*Boundary labeling items*:
--- begin ---

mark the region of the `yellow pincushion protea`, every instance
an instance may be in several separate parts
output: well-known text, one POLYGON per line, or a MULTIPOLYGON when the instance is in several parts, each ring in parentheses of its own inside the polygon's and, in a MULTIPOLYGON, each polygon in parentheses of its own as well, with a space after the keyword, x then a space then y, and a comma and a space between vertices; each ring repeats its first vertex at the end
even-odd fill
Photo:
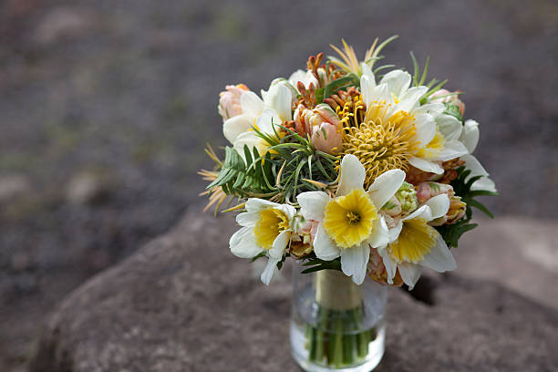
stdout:
POLYGON ((295 214, 292 205, 251 198, 246 202, 246 212, 236 216, 243 227, 231 237, 231 252, 241 258, 264 253, 268 261, 261 279, 265 284, 269 284, 291 241, 295 214))
POLYGON ((341 269, 353 282, 362 284, 367 274, 370 247, 388 243, 384 217, 377 213, 397 192, 405 179, 401 170, 378 176, 367 191, 363 189, 365 167, 354 155, 341 160, 336 197, 323 191, 303 192, 296 198, 307 221, 318 222, 314 252, 321 260, 341 256, 341 269))

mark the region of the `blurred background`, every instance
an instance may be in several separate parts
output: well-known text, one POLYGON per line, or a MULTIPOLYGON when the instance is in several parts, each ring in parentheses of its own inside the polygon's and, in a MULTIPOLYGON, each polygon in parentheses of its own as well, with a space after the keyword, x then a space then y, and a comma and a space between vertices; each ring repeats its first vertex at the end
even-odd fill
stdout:
POLYGON ((480 123, 483 202, 556 221, 557 31, 553 0, 0 2, 0 370, 71 289, 200 208, 225 84, 267 88, 341 37, 429 56, 480 123))

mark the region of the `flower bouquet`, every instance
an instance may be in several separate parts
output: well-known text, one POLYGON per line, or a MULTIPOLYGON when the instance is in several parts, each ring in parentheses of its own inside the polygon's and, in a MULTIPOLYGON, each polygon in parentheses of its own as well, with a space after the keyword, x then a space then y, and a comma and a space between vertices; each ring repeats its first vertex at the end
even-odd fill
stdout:
POLYGON ((471 207, 492 217, 475 199, 496 194, 471 155, 479 124, 464 120, 460 91, 427 82, 428 59, 420 68, 411 53, 412 74, 377 66, 394 38, 377 39, 363 61, 345 41, 332 46, 337 57, 311 56, 261 98, 227 86, 218 109, 232 146, 222 160, 208 145, 216 167, 200 172, 207 208, 240 212, 230 249, 267 261, 262 282, 288 257, 308 274, 291 328, 307 370, 374 367, 385 305, 374 283, 410 290, 423 267, 454 270, 450 248, 477 226, 471 207))

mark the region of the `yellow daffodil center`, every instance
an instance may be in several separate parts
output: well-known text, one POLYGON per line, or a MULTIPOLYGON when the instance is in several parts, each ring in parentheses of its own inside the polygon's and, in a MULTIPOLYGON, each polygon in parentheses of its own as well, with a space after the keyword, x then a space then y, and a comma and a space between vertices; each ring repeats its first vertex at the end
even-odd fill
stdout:
POLYGON ((388 246, 388 252, 398 264, 418 264, 436 245, 436 230, 425 219, 407 220, 398 240, 388 246))
POLYGON ((408 170, 408 158, 416 150, 414 116, 398 111, 386 118, 389 108, 382 101, 367 108, 361 96, 356 96, 337 108, 343 124, 343 155, 353 154, 364 165, 365 189, 385 171, 408 170))
POLYGON ((436 134, 434 138, 426 147, 420 149, 417 151, 416 156, 418 158, 426 158, 432 159, 444 149, 444 144, 446 143, 446 140, 444 136, 439 132, 439 130, 436 130, 436 134))
POLYGON ((330 201, 324 214, 324 229, 340 248, 364 242, 378 218, 374 203, 362 189, 330 201))
POLYGON ((269 251, 274 247, 277 235, 288 229, 289 218, 283 211, 274 208, 262 210, 253 228, 256 245, 269 251))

--- end ---

*Problem description*:
Starting at the beginning of the rows and stopping after the line that contains "POLYGON ((341 269, 353", rewrite those lines with "even-odd fill" changed to "nonzero fill" and everything else untouched. Leave the pictures out of your answer.

*Full answer*:
mark the region of the `yellow pincushion protea`, every instance
an instance may be in several separate parts
output: well-known text, one POLYGON per line, or a MULTIPOLYGON when the instance is in several parts, each ring in parentheses of its own inside the polygon's and, in a MULTIPOLYGON, each polygon in parentheses of its own as well, with a space after the keyword, x then a space then y, and a comma and a space between vertices; each ring repeats its first vertex at the end
nonzero fill
Photo:
stdout:
POLYGON ((295 214, 292 205, 251 198, 246 202, 246 212, 236 216, 243 227, 231 237, 231 252, 241 258, 264 253, 268 261, 261 279, 265 284, 269 284, 291 241, 295 214))
POLYGON ((341 269, 353 282, 362 284, 367 274, 370 247, 388 243, 384 217, 377 213, 397 192, 405 179, 401 170, 378 176, 367 191, 363 189, 365 167, 354 155, 341 160, 336 197, 323 191, 303 192, 296 198, 307 221, 318 222, 314 252, 321 260, 341 256, 341 269))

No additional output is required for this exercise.